> Excerpt:
3.The Petitioner has prayed for various reliefs most of which seek for declaratory orders.
Preliminary Objection
4.The Respondents have filed a preliminary objection to the competence of the Petition. The foundation of the preliminary point of law is that the court has no jurisdiction to handle this action as a Constitutional Petition as the dispute between the parties is founded on an employer-employee relation.
5.The preliminary objection that is raised in this cause is on all fours with the objection taken in a related matter: ELRC Petition No E226 of 2023. But for the fact that the two cases are not consolidated, the circumstances informing the point of law in the two matters are similar. Therefore, this ruling is a replication of the ruling in ELRC Petition E226 of 2023 in all material particulars.
Analysis
6.The question whether the Employment and Labour Relations Court has jurisdiction to handle constitutional issues arising from employer-employee disputes is, in my view, now settled. The court has this jurisdiction.

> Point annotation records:
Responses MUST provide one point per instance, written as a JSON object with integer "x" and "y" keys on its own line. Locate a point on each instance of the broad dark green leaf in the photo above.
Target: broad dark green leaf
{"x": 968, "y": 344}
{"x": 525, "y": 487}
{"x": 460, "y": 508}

> Exercise set:
[A] Rewrite the court ruling excerpt from "3.The Petitioner has" all the way down to "all material particulars.", changing "Respondents" to "Defendants".
[B] Answer these questions using the court ruling excerpt:
(i) What kind of relation is the dispute between the parties said to be founded on?
(ii) Which related matter is the objection in this cause said to be on all fours with?
(iii) What does the court say about its jurisdiction over constitutional issues arising from employer-employee disputes?

> Answers per task:
[A]
3.The Petitioner has prayed for various reliefs most of which seek for declaratory orders.
Preliminary Objection
4.The Defendants have filed a preliminary objection to the competence of the Petition. The foundation of the preliminary point of law is that the court has no jurisdiction to handle this action as a Constitutional Petition as the dispute between the parties is founded on an employer-employee relation.
5.The preliminary objection that is raised in this cause is on all fours with the objection taken in a related matter: ELRC Petition No E226 of 2023. But for the fact that the two cases are not consolidated, the circumstances informing the point of law in the two matters are similar. Therefore, this ruling is a replication of the ruling in ELRC Petition E226 of 2023 in all material particulars.

[B]
(i) An employer-employee relation.
(ii) ELRC Petition No E226 of 2023.
(iii) The question is now settled, and the court has this jurisdiction.